(Extract provided Opens)

Neil Timm from the Fern Nursery not only brought lots of wonderful ferns for us to buy he also gave us a really fascinating and informative talk on ferns – covering their history, morphology and physiology. He discussed our native British ferns and which ones were suitable for our gardens and showed us many from other countries which also do well in our climate. We also had a brief digression into those relatives of ferns – the clubmosses, filmy and water ferns, Pillwort and Horsetails (Equisetum species), when we learnt a few ways of ridding our gardens of that pernicious weed but also heard of a few Equisetum species that are better behaved. From ferns that like damp shade to ferns that enjoy growing in old walls and rock crevices – we were seriously entertained and informed!
Our monthly meeting in June saw us transported to much warmer climes for the evening as we explored the flora of Maderia and the Azores with Razvan Chisu. He had also brought some plants to sell as had many of our members – our Sales Table was quite crowded at the beginning of the evening.
Our gardens too have been doing well despite (or perhaps because of?) the rain. Helen’s Indigofera was definitely blooming well last month and plants in other gardens were growing rapidly.
This month Dr Keith Ferguson took us to North America to explore the many plants which came from there and we now grow in our gardens.
The Annual Plant Sale held the previous weekend was a great success. Many thanks to all who donated plants, and to those who bought them. There were not that many left for our plant sale table at the May meeting.

(Extract provided Closes)

__Problem A__:
In the garden club notes, who took members to North America at this month's meeting?
__Problem B__:
Rewrite the garden club notes starting at "This month Dr" and ending at "the May meeting.", swapping "Annual Plant Sale" for "Spring Plant Sale".
__Problem C__:
Name every person mentioned in the garden club notes.

(Dataset records Opens)

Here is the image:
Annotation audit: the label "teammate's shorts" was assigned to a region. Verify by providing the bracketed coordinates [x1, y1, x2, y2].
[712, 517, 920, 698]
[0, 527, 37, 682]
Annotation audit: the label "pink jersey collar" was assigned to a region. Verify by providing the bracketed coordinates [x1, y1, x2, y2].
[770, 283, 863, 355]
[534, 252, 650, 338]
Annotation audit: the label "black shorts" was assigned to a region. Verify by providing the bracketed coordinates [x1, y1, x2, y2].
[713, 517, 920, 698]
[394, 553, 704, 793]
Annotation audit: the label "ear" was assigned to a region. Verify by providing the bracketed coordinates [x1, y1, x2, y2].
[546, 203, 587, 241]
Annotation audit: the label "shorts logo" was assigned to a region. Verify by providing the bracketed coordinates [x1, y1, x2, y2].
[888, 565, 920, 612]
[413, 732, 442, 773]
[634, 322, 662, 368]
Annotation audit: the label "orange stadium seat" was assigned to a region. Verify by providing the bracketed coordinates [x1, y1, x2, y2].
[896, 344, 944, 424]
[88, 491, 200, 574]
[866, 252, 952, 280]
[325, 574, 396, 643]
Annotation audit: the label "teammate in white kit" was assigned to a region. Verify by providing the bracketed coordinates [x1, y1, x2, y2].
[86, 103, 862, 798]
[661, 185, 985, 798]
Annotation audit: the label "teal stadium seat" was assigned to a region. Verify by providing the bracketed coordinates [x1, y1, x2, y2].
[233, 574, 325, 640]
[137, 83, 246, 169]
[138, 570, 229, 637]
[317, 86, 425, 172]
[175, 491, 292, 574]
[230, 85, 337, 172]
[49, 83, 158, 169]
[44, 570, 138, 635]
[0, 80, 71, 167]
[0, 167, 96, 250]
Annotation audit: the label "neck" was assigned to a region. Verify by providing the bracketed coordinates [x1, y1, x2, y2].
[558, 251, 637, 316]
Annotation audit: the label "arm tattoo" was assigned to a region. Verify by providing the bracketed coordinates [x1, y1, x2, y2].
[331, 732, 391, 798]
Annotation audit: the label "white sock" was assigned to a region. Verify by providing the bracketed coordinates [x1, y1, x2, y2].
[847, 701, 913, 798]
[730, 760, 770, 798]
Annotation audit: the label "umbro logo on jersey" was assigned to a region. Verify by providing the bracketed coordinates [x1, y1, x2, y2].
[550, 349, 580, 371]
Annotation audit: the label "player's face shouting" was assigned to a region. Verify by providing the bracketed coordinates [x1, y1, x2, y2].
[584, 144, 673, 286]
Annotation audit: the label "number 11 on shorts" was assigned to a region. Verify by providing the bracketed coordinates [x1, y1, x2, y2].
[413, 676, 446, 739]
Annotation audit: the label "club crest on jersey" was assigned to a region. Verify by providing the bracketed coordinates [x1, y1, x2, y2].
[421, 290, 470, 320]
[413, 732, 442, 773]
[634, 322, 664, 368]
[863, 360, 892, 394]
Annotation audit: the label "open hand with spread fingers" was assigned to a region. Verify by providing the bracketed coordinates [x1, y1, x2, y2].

(Dataset records Closes)

__Task response A__:
Dr Keith Ferguson

__Task response B__:
This month Dr Keith Ferguson took us to North America to explore the many plants which came from there and we now grow in our gardens.
The Spring Plant Sale held the previous weekend was a great success. Many thanks to all who donated plants, and to those who bought them. There were not that many left for our plant sale table at the May meeting.

__Task response C__:
Neil Timm, Razvan Chisu, Helen, Dr Keith Ferguson